*THE EXERCISE:* Below is a listing; reproduce each line of it exactly.

┄┄┄┄┄┄┄┄┄┄┄┄┄┄┄┄┄┄┄┄

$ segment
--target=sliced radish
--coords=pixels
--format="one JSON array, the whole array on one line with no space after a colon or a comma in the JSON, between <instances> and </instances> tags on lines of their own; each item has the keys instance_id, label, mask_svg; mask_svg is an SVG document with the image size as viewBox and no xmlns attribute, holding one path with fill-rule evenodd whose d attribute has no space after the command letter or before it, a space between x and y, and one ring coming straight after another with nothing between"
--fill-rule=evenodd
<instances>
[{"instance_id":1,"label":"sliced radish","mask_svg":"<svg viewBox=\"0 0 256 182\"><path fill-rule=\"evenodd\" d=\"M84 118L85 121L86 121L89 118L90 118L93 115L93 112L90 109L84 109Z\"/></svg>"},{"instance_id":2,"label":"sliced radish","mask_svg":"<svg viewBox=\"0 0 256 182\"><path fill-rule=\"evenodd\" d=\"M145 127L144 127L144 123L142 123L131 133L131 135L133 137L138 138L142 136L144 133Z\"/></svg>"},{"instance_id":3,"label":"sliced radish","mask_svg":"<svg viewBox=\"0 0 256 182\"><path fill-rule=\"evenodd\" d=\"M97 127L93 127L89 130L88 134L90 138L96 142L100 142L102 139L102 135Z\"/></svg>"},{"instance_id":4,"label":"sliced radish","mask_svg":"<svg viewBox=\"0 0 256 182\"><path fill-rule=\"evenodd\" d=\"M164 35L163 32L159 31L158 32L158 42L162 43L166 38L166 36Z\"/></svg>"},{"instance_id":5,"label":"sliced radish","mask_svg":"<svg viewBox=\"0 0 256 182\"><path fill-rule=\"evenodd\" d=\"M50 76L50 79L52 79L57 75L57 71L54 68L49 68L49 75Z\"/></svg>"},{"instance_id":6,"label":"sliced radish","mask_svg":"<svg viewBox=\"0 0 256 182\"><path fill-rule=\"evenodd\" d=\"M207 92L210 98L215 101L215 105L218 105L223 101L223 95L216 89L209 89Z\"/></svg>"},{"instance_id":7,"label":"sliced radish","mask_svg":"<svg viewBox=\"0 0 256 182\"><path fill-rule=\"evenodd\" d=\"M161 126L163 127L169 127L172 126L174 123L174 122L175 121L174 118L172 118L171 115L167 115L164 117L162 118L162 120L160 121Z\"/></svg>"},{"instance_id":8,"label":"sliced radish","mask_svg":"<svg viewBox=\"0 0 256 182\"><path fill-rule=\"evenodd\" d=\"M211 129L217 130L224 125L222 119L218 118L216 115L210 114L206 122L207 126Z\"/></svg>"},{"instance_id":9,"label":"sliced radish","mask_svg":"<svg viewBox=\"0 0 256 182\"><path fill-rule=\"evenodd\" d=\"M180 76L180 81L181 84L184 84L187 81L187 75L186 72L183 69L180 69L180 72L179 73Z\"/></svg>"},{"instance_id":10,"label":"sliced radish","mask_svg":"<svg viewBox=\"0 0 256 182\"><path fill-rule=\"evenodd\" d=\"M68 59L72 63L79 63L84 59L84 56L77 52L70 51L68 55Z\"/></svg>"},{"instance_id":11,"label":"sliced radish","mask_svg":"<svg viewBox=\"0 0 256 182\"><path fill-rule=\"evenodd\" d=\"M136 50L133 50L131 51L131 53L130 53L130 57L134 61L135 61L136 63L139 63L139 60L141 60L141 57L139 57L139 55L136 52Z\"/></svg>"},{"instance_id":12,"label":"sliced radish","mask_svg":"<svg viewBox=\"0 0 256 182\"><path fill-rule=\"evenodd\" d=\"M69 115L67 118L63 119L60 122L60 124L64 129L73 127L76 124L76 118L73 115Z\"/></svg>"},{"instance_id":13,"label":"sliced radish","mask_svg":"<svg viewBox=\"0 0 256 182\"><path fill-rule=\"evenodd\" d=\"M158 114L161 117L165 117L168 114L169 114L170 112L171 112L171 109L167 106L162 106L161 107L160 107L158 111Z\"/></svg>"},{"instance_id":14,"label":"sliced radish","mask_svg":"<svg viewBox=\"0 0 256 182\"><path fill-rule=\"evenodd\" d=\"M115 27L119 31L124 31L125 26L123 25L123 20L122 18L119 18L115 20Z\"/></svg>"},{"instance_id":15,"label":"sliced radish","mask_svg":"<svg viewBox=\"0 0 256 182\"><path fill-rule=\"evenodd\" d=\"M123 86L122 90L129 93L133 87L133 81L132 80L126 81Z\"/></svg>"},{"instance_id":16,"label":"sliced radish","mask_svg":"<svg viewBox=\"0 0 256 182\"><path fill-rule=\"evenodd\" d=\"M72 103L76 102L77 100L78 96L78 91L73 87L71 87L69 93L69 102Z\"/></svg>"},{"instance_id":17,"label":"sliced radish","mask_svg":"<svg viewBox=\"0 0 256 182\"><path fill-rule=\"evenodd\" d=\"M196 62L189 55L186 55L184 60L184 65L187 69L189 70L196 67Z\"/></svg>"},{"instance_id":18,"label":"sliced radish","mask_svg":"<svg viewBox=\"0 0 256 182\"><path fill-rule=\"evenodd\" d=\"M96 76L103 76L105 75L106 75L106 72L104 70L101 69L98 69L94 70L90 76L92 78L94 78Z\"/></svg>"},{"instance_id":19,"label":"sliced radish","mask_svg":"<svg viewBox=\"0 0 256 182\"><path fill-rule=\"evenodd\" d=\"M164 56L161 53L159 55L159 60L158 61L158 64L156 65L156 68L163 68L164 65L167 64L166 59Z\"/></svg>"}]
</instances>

┄┄┄┄┄┄┄┄┄┄┄┄┄┄┄┄┄┄┄┄

*CORRECT OUTPUT:*
$ segment
--target=sliced radish
--coords=pixels
--format="one JSON array, the whole array on one line with no space after a colon or a comma in the JSON, between <instances> and </instances> tags on lines of their own; each item has the keys instance_id, label, mask_svg; mask_svg is an SVG document with the image size as viewBox and no xmlns attribute, holding one path with fill-rule evenodd whose d attribute has no space after the command letter or before it, a space between x and y, and one ring coming straight after another with nothing between"
--fill-rule=evenodd
<instances>
[{"instance_id":1,"label":"sliced radish","mask_svg":"<svg viewBox=\"0 0 256 182\"><path fill-rule=\"evenodd\" d=\"M84 118L85 121L86 121L89 118L90 118L93 115L93 112L90 109L84 109Z\"/></svg>"},{"instance_id":2,"label":"sliced radish","mask_svg":"<svg viewBox=\"0 0 256 182\"><path fill-rule=\"evenodd\" d=\"M145 127L144 127L144 123L142 123L131 133L131 135L133 137L138 138L142 136L144 133Z\"/></svg>"},{"instance_id":3,"label":"sliced radish","mask_svg":"<svg viewBox=\"0 0 256 182\"><path fill-rule=\"evenodd\" d=\"M97 127L93 127L89 130L88 134L90 138L96 142L100 142L102 139L102 135Z\"/></svg>"},{"instance_id":4,"label":"sliced radish","mask_svg":"<svg viewBox=\"0 0 256 182\"><path fill-rule=\"evenodd\" d=\"M164 35L163 32L159 31L158 32L158 42L162 43L166 38L166 36Z\"/></svg>"},{"instance_id":5,"label":"sliced radish","mask_svg":"<svg viewBox=\"0 0 256 182\"><path fill-rule=\"evenodd\" d=\"M50 76L50 79L52 79L57 75L57 71L54 68L49 68L49 75Z\"/></svg>"},{"instance_id":6,"label":"sliced radish","mask_svg":"<svg viewBox=\"0 0 256 182\"><path fill-rule=\"evenodd\" d=\"M207 92L210 98L215 101L215 105L218 105L223 101L223 95L216 89L209 89Z\"/></svg>"},{"instance_id":7,"label":"sliced radish","mask_svg":"<svg viewBox=\"0 0 256 182\"><path fill-rule=\"evenodd\" d=\"M161 126L163 127L169 127L172 126L174 123L174 122L175 121L174 118L172 118L171 115L167 115L164 117L162 118L162 120L160 121Z\"/></svg>"},{"instance_id":8,"label":"sliced radish","mask_svg":"<svg viewBox=\"0 0 256 182\"><path fill-rule=\"evenodd\" d=\"M211 129L217 130L224 125L222 119L218 118L216 115L210 114L206 122L207 126Z\"/></svg>"},{"instance_id":9,"label":"sliced radish","mask_svg":"<svg viewBox=\"0 0 256 182\"><path fill-rule=\"evenodd\" d=\"M180 76L180 81L181 84L184 84L187 81L187 75L186 72L183 69L180 69L180 72L179 73Z\"/></svg>"},{"instance_id":10,"label":"sliced radish","mask_svg":"<svg viewBox=\"0 0 256 182\"><path fill-rule=\"evenodd\" d=\"M68 59L72 63L79 63L84 59L84 56L77 52L70 51L68 55Z\"/></svg>"},{"instance_id":11,"label":"sliced radish","mask_svg":"<svg viewBox=\"0 0 256 182\"><path fill-rule=\"evenodd\" d=\"M136 50L133 50L131 51L131 53L130 53L130 57L134 61L135 61L136 63L139 63L139 60L141 60L141 57L139 57L139 55L136 52Z\"/></svg>"},{"instance_id":12,"label":"sliced radish","mask_svg":"<svg viewBox=\"0 0 256 182\"><path fill-rule=\"evenodd\" d=\"M69 115L67 118L63 119L60 122L60 124L64 129L73 127L76 124L76 118L73 115Z\"/></svg>"},{"instance_id":13,"label":"sliced radish","mask_svg":"<svg viewBox=\"0 0 256 182\"><path fill-rule=\"evenodd\" d=\"M158 114L161 117L165 117L168 114L169 114L170 112L171 112L171 109L167 106L162 106L161 107L160 107L158 111Z\"/></svg>"},{"instance_id":14,"label":"sliced radish","mask_svg":"<svg viewBox=\"0 0 256 182\"><path fill-rule=\"evenodd\" d=\"M115 27L119 31L124 31L125 26L123 25L123 20L122 18L119 18L115 20Z\"/></svg>"},{"instance_id":15,"label":"sliced radish","mask_svg":"<svg viewBox=\"0 0 256 182\"><path fill-rule=\"evenodd\" d=\"M123 86L122 90L129 93L133 87L133 81L132 80L126 81Z\"/></svg>"},{"instance_id":16,"label":"sliced radish","mask_svg":"<svg viewBox=\"0 0 256 182\"><path fill-rule=\"evenodd\" d=\"M72 103L76 102L77 100L78 96L78 91L73 87L71 87L69 93L69 102Z\"/></svg>"},{"instance_id":17,"label":"sliced radish","mask_svg":"<svg viewBox=\"0 0 256 182\"><path fill-rule=\"evenodd\" d=\"M196 62L189 55L186 55L184 60L184 65L187 69L189 70L196 67Z\"/></svg>"},{"instance_id":18,"label":"sliced radish","mask_svg":"<svg viewBox=\"0 0 256 182\"><path fill-rule=\"evenodd\" d=\"M96 76L103 76L105 75L106 75L106 72L104 70L101 69L98 69L94 70L90 76L92 78L94 78Z\"/></svg>"},{"instance_id":19,"label":"sliced radish","mask_svg":"<svg viewBox=\"0 0 256 182\"><path fill-rule=\"evenodd\" d=\"M164 56L161 53L159 55L159 60L158 61L158 64L156 65L156 68L163 68L164 65L167 64L166 59Z\"/></svg>"}]
</instances>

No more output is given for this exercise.